**Problem details:** Return every one of the entries below unchanged, line for line.

Raw entries
|---|
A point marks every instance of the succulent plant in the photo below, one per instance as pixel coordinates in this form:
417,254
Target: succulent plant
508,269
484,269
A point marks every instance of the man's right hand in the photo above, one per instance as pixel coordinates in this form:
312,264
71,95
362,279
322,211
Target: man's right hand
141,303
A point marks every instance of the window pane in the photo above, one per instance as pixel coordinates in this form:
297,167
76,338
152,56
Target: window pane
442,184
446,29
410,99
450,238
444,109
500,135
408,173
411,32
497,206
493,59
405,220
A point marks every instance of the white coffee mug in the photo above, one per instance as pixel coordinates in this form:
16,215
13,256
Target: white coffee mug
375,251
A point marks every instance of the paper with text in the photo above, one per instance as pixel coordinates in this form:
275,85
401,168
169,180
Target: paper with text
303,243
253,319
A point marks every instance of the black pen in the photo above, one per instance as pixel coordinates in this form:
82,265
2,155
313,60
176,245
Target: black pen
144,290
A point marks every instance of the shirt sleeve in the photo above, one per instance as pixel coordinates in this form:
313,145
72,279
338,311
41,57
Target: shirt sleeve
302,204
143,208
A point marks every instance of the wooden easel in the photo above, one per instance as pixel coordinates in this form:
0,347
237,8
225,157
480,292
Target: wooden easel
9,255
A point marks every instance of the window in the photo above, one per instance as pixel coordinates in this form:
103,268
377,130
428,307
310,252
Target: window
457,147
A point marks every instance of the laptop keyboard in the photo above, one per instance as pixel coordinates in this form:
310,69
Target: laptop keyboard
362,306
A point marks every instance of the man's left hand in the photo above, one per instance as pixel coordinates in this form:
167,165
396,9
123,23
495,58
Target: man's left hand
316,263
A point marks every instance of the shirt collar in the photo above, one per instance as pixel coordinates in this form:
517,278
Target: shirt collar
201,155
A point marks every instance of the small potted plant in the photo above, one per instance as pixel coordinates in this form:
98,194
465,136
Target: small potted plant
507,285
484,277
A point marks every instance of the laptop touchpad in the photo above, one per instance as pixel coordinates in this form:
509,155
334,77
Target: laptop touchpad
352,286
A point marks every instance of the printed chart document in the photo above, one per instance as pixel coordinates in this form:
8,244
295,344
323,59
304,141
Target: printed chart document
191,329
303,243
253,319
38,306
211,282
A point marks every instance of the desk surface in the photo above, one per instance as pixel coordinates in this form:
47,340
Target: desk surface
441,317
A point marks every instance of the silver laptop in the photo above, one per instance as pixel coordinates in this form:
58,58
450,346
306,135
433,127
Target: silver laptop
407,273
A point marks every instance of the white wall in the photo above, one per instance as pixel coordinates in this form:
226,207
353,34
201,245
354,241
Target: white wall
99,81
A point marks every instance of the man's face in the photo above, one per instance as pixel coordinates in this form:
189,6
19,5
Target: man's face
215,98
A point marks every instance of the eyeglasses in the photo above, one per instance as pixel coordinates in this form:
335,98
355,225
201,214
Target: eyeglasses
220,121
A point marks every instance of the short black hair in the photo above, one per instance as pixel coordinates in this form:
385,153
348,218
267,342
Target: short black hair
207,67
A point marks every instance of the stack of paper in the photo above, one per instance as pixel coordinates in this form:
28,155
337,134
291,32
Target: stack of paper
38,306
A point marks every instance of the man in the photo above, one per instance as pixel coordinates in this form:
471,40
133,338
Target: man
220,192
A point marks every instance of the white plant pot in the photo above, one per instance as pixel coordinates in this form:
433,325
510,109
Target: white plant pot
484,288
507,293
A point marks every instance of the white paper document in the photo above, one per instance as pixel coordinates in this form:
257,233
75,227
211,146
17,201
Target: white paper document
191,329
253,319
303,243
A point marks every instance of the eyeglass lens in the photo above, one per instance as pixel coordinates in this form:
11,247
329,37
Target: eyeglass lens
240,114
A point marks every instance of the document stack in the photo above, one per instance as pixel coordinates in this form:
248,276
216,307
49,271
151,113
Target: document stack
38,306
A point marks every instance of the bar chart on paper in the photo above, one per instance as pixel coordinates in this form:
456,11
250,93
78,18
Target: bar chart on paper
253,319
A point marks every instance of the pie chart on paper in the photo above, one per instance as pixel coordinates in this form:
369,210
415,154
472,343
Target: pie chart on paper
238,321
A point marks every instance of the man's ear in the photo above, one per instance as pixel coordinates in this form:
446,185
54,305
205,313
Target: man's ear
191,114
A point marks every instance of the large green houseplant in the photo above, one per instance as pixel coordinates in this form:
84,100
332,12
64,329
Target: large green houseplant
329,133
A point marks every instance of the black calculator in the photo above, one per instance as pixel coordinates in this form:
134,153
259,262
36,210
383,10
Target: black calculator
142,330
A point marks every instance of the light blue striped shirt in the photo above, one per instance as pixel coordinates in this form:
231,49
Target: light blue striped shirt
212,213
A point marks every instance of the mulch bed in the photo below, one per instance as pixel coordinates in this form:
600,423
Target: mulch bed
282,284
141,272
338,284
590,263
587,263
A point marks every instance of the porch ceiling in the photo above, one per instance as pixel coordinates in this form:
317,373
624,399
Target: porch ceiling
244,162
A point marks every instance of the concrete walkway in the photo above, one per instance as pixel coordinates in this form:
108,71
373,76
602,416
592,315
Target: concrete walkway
|---|
**The answer:**
A point marks every instance of the succulent plant in the photo below, one per instance as pixel coordinates in this form:
417,254
Target: succulent plant
508,269
484,269
A point marks every instance of the man's right hand in the photo above, one per instance as pixel coordinates in this form:
312,264
71,95
362,279
322,211
Target: man's right hand
141,303
A point marks every instance of the window pane in the photo above, one per instance as pixel coordinates in this form:
297,167
76,338
152,56
Target: window pane
442,184
446,29
410,99
450,238
444,109
500,135
408,173
411,32
497,206
493,59
405,220
A point marks every instance of the white coffee mug in the photo above, one per instance as pixel coordinates in this form:
16,215
13,256
Target: white coffee mug
375,251
A point marks every instance of the paper with text in the photo above, one per instance as pixel coordinates in this form:
275,85
401,168
169,180
Target: paper with text
303,243
253,319
A point marks every instance of the black pen in the photo above, one per instance as pixel coordinates in this form:
82,265
2,155
313,60
176,245
Target: black pen
144,290
A point marks every instance of the shirt sleeve in the photo above, one per instance as pixel coordinates in this form:
313,145
72,279
338,311
41,57
Target: shirt sleeve
302,204
143,208
A point marks every instance of the wooden easel in the photo above, one per instance as pixel coordinates in this form:
0,347
237,8
225,157
480,292
Target: wooden easel
9,255
A point marks every instance of the window in the photo above, one per instance as pixel coordinates in this form:
103,268
377,130
428,307
310,252
Target: window
457,147
A point marks every instance of the laptop keyboard in the photo above, one per instance as pixel coordinates in this form:
310,69
Target: laptop keyboard
362,306
A point marks every instance of the man's left hand in the photo above, one per instance as pixel coordinates in this form:
167,165
396,9
123,23
495,58
Target: man's left hand
316,263
A point marks every instance of the shirt collar in the photo above, one per instance as pixel coordinates in this form:
517,278
Target: shirt collar
201,155
A point marks every instance of the small potted plant in the photo above, one per instance as pixel coordinates in this form:
98,194
465,136
Target: small potted plant
507,285
484,277
A point marks every instance of the laptop touchpad in the photo above, one per instance as pixel coordinates in this form:
509,155
334,77
Target: laptop touchpad
352,286
A point marks every instance of the printed chart document in the photo above, one per instance as pixel coordinates in this form:
8,244
295,344
323,59
304,141
Target: printed chart document
191,329
303,243
253,319
38,306
211,282
A point marks every instance of the desk surface in the photo above, one per instance as pixel coordinates in this form:
47,340
Target: desk surface
441,317
A point marks every instance of the silver laptop in the photo above, one per instance as pixel coordinates in this form:
58,58
450,346
306,135
433,127
Target: silver laptop
407,273
A point marks every instance of the white wall in the photo above, one per instance as pixel coordinates in this form:
226,207
353,34
201,245
354,241
Target: white wall
99,81
A point marks every instance of the man's face in the photo above, one per instance as pixel coordinates in this form:
189,6
19,5
Target: man's face
215,98
A point marks every instance of the eyeglasses in the photo above, one per instance as pixel coordinates in this form:
335,98
355,225
201,214
Target: eyeglasses
220,121
A point marks every instance of the short black hair in the photo above, one per instance as pixel coordinates in this form:
385,153
348,218
267,342
Target: short black hair
207,67
A point marks every instance of the stack of paper in the photo above, one per instance as pixel coordinates in this form:
28,155
337,134
291,32
Target: stack of paper
38,306
A point marks every instance of the man in the photo above, one per instance as pixel coordinates in this form:
471,40
133,338
Target: man
220,192
A point marks every instance of the white plant pot in the photo above, one per instance as pixel coordinates in this form:
433,325
510,109
Target: white plant pot
484,288
507,293
A point marks every instance of the white paper document in the photo above, one per instance as pixel coordinates in this form:
257,233
75,227
211,146
17,201
Target: white paper document
191,329
253,319
303,243
A point marks every instance of the eyeglass lens in the photo above, one per instance as pixel coordinates in this form:
11,247
329,37
Target: eyeglass lens
240,114
A point marks every instance of the document stack in the photo above, one per instance as pixel coordinates in this form:
248,276
216,307
49,271
151,113
Target: document stack
38,306
A point marks every instance of the bar chart on paper in the photo above, one per instance as pixel coordinates in this form:
456,11
250,93
78,18
Target: bar chart on paper
253,319
A point marks every instance of the pie chart on paper in the photo above, one per instance as pixel coordinates in this form:
369,210
415,154
472,343
Target: pie chart on paper
238,321
A point marks every instance of the man's ear in the photo above, one per instance as pixel coordinates in this form:
446,185
54,305
205,313
Target: man's ear
191,114
A point marks every instance of the large green houseplant in the photo above, one per instance as pixel coordinates in this form:
84,100
332,12
64,329
Target: large green houseplant
329,133
A point marks every instance of the black calculator in the photo above, one per instance as pixel coordinates in this form:
134,153
259,262
36,210
383,10
Target: black calculator
142,330
A point marks every instance of the light blue striped shirt in the photo above, one per instance as pixel coordinates in this form:
231,49
Target: light blue striped shirt
212,213
A point marks every instance of the mulch bed in the photo below, one per instance as pixel coordinates in this form:
600,423
Target: mulch bed
282,284
141,272
338,284
590,263
587,263
A point marks every instance of the porch ceiling in the photo above, one per instance as pixel coordinates in this form:
317,373
624,399
Target: porch ceiling
244,162
A point marks every instance of the concrete walkway in the photo above, one per instance as pixel coordinates in this form:
108,71
373,76
602,416
592,315
Target: concrete walkway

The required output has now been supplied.